* start *
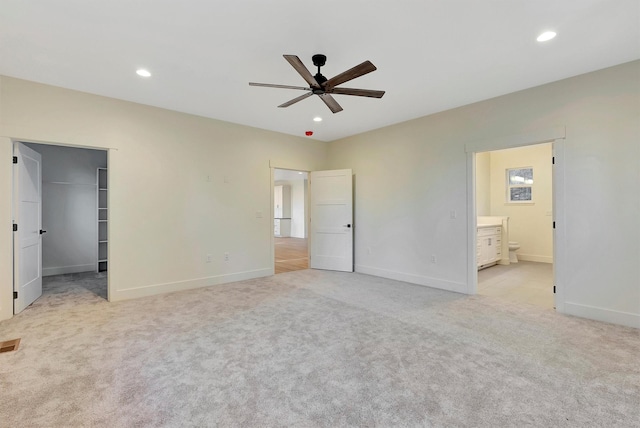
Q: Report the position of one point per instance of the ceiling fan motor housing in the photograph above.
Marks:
(319, 60)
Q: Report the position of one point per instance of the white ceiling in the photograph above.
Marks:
(432, 55)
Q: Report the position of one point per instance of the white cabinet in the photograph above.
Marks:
(101, 178)
(489, 246)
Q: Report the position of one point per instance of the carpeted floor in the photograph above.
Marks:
(311, 348)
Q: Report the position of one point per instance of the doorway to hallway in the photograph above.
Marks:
(291, 254)
(290, 220)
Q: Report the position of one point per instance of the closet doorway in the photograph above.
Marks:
(74, 222)
(290, 220)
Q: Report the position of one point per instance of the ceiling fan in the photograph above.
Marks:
(323, 87)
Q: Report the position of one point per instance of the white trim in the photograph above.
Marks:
(457, 287)
(601, 314)
(559, 233)
(60, 270)
(154, 289)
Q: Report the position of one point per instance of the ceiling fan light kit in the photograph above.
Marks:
(323, 87)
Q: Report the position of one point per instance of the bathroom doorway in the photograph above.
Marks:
(290, 220)
(514, 212)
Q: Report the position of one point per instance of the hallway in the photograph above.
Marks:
(291, 254)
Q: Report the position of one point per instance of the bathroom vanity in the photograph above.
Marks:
(488, 245)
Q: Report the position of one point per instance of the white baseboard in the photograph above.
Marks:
(151, 290)
(602, 314)
(442, 284)
(60, 270)
(534, 258)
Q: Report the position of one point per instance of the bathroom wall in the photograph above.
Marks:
(529, 223)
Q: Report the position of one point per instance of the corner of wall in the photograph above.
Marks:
(6, 238)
* end *
Rewrite the lines above, swapping each "photograph" for "image" and leaving all else as it is. Omit the picture.

REPLY TO THE TASK.
Q: Report the position of one point per instance of the ceiling fan motor housing in the image above.
Marks:
(319, 60)
Q: Report the position of one point per instance of the white ceiling in the image above.
Marks:
(432, 55)
Q: Report the position of one point per instance of the white cabinet in the image above.
Marks:
(101, 178)
(489, 246)
Q: Report the position of one point per instance of the carpeted floor in the image above.
Marks:
(311, 348)
Q: Report the position of one point per instance of the doorway to hallway in the image above.
Marks:
(291, 254)
(290, 220)
Q: Report the position of one point per instance of the closet doorway in the image above.
Marks:
(74, 222)
(290, 220)
Q: Report the position of one point per instance of the ceiling fan in the image above.
Marks:
(323, 87)
Q: Report the position of one point per instance of the white trim in the image above.
Marks:
(457, 287)
(601, 314)
(559, 233)
(60, 270)
(154, 289)
Q: Report the position of one point per instance of the ceiling fan light kit in the image above.
Marks:
(323, 87)
Q: Report the position of one point per instance of the bathroom doorway in the image above.
Marks:
(290, 220)
(514, 212)
Q: Report the position of one point per instance of the hallway in the image above.
Marks:
(291, 254)
Q: Report the position of one point per instance of the bathroom vanity in the image above.
Marks:
(488, 245)
Q: Report the position of one point per instance of the white baseboard in the image above.
Marks:
(151, 290)
(602, 314)
(442, 284)
(60, 270)
(534, 258)
Q: Report the position of one point per instance of the bathroom wall in the image above.
Marks:
(529, 223)
Q: Report the position of one point per instance of the corner of wall in the image above.
Marks:
(6, 238)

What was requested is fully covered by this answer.